Text excerpt: Begin
Valley in Yukon, Canada

The Ibex Valley (named for Ibex Mountain) is a valley approximately 16 km west of the City of Whitehorse, Yukon, Canada. The valley and the surrounding area is governed by five elected councilors from the Ibex Valley Hamlet. The valley is rural with a mixture of farms and country residential. The population of the Hamlet in 2021 was 523.

The Ibex Valley is bounded by Ibex Mountain to the south; Mount Arkell and Mount Ingram to the west; Mount Sumanik and Mount Williams to the east.

==Description==
The valley is generally undeveloped, with some recreational use trails. The vegetation consists of coniferous trees and grasslands typically found in the sub-alpine ecosystem. The southern (higher) portion of the valley runs from south to north for about 15 km, at which point the axis of the valley turns to the northwest. This southeast–northwest section of the valley has a much shallower slope and the valley floor is wider.

===Surficial geology===
Generally, near surface geology of the valley consists of fluvial and glaciofluvial deposits of sand, gravel and silt units in the bottom of the valley. The valley side slopes are made up of varying layers of colluvium and/or till moraines overlying bedrock. In some areas, the bedrock is exposed on the valley walls.
Text excerpt: End
Given data: Begin
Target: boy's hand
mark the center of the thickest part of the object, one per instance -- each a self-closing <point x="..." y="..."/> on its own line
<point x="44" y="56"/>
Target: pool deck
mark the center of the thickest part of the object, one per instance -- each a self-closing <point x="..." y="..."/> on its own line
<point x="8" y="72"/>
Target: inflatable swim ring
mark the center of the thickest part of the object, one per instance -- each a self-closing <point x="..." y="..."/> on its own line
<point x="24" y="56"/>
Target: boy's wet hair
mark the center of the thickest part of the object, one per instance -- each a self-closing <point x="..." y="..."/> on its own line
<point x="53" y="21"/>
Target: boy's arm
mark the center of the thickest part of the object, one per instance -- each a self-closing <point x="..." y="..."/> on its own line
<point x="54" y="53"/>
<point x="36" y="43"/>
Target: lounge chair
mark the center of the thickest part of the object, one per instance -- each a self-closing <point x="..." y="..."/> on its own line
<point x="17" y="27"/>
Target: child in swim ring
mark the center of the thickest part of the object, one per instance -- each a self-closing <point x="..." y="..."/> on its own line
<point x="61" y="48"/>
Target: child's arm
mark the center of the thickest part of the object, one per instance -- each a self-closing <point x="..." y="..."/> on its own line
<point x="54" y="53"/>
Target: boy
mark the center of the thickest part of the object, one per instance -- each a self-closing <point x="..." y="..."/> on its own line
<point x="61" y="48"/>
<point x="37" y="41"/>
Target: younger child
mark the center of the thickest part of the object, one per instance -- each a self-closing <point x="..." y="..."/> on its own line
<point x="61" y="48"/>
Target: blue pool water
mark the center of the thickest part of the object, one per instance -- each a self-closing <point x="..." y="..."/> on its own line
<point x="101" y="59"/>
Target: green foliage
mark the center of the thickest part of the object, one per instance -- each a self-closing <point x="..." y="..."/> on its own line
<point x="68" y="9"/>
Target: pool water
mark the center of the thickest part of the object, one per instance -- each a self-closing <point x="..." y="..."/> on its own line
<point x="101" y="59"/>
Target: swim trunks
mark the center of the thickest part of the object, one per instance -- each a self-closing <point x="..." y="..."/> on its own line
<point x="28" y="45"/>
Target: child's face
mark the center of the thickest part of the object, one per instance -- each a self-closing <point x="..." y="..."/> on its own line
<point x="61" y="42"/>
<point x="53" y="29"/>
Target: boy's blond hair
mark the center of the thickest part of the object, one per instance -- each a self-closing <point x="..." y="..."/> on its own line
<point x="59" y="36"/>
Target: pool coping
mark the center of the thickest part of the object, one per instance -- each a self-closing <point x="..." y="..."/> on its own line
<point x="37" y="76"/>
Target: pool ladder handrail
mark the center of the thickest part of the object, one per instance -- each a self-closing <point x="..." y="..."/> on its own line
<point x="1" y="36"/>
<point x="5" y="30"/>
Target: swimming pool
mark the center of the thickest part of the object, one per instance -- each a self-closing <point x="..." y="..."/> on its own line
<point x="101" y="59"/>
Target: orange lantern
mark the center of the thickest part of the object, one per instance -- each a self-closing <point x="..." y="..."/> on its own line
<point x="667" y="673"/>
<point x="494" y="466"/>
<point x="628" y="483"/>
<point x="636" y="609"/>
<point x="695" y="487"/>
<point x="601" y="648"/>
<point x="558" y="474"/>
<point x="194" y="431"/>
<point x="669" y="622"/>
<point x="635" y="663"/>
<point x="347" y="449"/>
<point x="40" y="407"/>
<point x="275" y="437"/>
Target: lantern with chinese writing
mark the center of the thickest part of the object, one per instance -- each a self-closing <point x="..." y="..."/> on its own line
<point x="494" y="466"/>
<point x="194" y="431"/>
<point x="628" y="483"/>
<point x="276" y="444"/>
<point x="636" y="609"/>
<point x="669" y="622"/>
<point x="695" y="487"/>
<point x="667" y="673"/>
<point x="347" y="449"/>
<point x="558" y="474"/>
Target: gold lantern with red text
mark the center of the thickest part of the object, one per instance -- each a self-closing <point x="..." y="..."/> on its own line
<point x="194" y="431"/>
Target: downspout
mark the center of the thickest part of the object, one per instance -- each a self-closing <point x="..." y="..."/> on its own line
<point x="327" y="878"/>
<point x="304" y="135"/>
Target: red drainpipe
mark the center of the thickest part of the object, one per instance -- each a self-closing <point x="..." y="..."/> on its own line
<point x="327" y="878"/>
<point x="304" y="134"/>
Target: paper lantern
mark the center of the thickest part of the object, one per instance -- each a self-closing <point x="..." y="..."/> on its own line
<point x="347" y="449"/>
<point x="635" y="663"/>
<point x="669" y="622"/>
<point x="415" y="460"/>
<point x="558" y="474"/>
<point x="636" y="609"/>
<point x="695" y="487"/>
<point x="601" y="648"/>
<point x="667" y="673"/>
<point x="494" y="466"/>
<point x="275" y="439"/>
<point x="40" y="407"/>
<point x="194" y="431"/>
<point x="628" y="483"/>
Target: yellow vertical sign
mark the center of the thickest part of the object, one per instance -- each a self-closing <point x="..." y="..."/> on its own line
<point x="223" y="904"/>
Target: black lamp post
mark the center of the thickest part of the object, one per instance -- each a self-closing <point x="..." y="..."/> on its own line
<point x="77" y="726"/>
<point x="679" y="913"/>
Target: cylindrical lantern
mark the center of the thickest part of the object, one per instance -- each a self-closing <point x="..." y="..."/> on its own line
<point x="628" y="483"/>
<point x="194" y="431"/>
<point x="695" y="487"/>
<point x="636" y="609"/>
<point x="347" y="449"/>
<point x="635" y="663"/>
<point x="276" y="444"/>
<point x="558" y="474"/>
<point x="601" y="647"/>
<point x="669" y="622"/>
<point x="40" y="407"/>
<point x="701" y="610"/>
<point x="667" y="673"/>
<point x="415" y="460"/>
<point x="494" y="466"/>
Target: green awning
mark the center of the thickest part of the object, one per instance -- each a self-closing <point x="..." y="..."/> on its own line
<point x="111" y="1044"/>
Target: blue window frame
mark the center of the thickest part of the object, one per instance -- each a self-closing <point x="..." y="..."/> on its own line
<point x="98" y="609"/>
Given data: End
## [What you need to do]
Reproduce the Ibex Valley text starting at "The Ibex Valley is" and stopping after "floor is wider.", substituting "meadows" for "grasslands". The rows are independent material with no connection to the Ibex Valley text.

## [Task solution]
The Ibex Valley is bounded by Ibex Mountain to the south; Mount Arkell and Mount Ingram to the west; Mount Sumanik and Mount Williams to the east.

==Description==
The valley is generally undeveloped, with some recreational use trails. The vegetation consists of coniferous trees and meadows typically found in the sub-alpine ecosystem. The southern (higher) portion of the valley runs from south to north for about 15 km, at which point the axis of the valley turns to the northwest. This southeast–northwest section of the valley has a much shallower slope and the valley floor is wider.